Samanyoluhaber.com yazarı Dr. Selim Koç seçim sürecini analiz etti.
DR. SELİM KOÇ
Türkiye’de Pazar günü yapılacak tarihi seçime artık saatler kaldı. Herkesin seçimlerden beklediği bir şey var. Kimi koltuğunu koruma derdinde kimi iktidardan düşmeme kimisi de iktidara yürüme davasında. Milletvekili ya da başkan seçilmeyi ‘en büyük dava!’ olarak benimsemiş binlerce insan kendilerine sorarsan hayatlarının en büyük yarışında. İnsanın ebedi hayatı kazanma davası karşısında koca bir hiç olan bu müsabaka maalesef hayatın gayesi büyük bir ideal haline getirilmiş durumda. Anlaşılan küçük şeyler ve hasis menfaatler için büyük kavgalar (!) veriliyor.
Evet, seçmen de seçimlerden bir şey bekliyor. İş bekleyeninden aş bekleyenine hatta aç bekleyenine… Maaşlarına zam bekleyeninden ekstra ikramiyeler bekleyenine… Oğluna-kızına memuriyet bekleyeninden bir şekilde devlette kadrolu görev almayı bekleyenine... Devlet ihalelerinden para kapmayı bekleyeninden kupon araziler peşinde koşanına kadar herkes beklenti içinde… Hepsi de niyetlerinde samimi (!) Hepsinin dilinde vatan ve millet edebiyatı. Hepsi vatansever (!) Onlar gibi düşünmeyen ve kendilerine destek vermeyenlerse hain! Bu insafsız tablo karşısında gerçekten inanmış bir mümin ne beklemeli? Biz ne beklemeliyiz?
Bir kere fani, aciz ve hayatlarının en büyük kavgasını verdiklerini zanneden bu zavallılardan hiçbir şey beklemiyorum. Ne masumları daha baştan suçlu kabul eden millet ittifakından ne de kendini cumhur ittifakı diye isimlendiren ve suç makinasına dönüşmüş bu kirli, zalim ve yolsuz yapıdan hiçbir şey beklemiyorum. Beklediğimi sadece Rabbimden bekliyorum. Zira biz “Sadece O’na ibadet eder ve sadece O’ndan yardım dileriz.” (Fatiha, 1/4)
Rabb’imden bu seçim çerçevesinde mucizeler beklemiyorum. Sadece mazlum ve mağdurlara inayetini bekliyorum. Muhtaç olduğumuz lütuflarını bekliyorum O, bizim neye muhtaç olduğumuzu en iyi bilendir. Neye muhtaç isek onu bahşetsin. Zalimler de neye müstahak ise bu vesileyle en kısa zamanda onu bulsun. Onun için Rabb’imden niyaz ediyorum bu seçimlerde:
1- Dindarlık İddia Edenler Değil, Hukuk ve Adalet Kazansın!

====================

> Yapılacaklar
a - Alıntı metinde "Bir kere fani, aciz" ifadesinden başlayıp "ve Adalet Kazansın!" ifadesine kadar, bu ifade de dahil olmak üzere, uzanan bölümü aynen alıntılayın.
b - Alıntı metne göre aşağıdaki soruları cevaplayın.
(i) Seçim haftanın hangi günü yapılacak?
(ii) Yazar, alıntıladığı ayeti hangi sureden aktarıyor?
(iii) Yazar, Rabbinden mazlum ve mağdurlar için ne beklediğini söylüyor?

> Kaynak veriler
====================

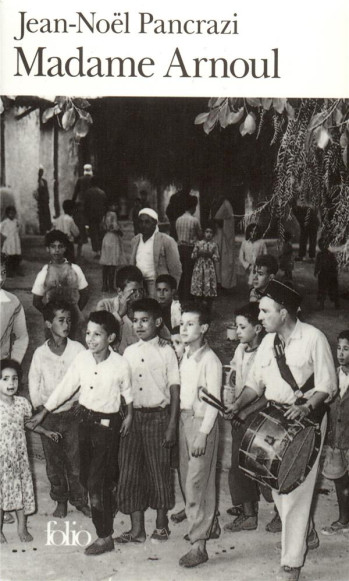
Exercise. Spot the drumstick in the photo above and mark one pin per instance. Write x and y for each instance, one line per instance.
(219, 407)
(212, 397)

====================

> Alıştırma cevapları
a -
Bir kere fani, aciz ve hayatlarının en büyük kavgasını verdiklerini zanneden bu zavallılardan hiçbir şey beklemiyorum. Ne masumları daha baştan suçlu kabul eden millet ittifakından ne de kendini cumhur ittifakı diye isimlendiren ve suç makinasına dönüşmüş bu kirli, zalim ve yolsuz yapıdan hiçbir şey beklemiyorum. Beklediğimi sadece Rabbimden bekliyorum. Zira biz “Sadece O’na ibadet eder ve sadece O’ndan yardım dileriz.” (Fatiha, 1/4)
Rabb’imden bu seçim çerçevesinde mucizeler beklemiyorum. Sadece mazlum ve mağdurlara inayetini bekliyorum. Muhtaç olduğumuz lütuflarını bekliyorum O, bizim neye muhtaç olduğumuzu en iyi bilendir. Neye muhtaç isek onu bahşetsin. Zalimler de neye müstahak ise bu vesileyle en kısa zamanda onu bulsun. Onun için Rabb’imden niyaz ediyorum bu seçimlerde:
1- Dindarlık İddia Edenler Değil, Hukuk ve Adalet Kazansın!

b -
(i) Pazar günü.
(ii) Fatiha suresinden.
(iii) İnayetini.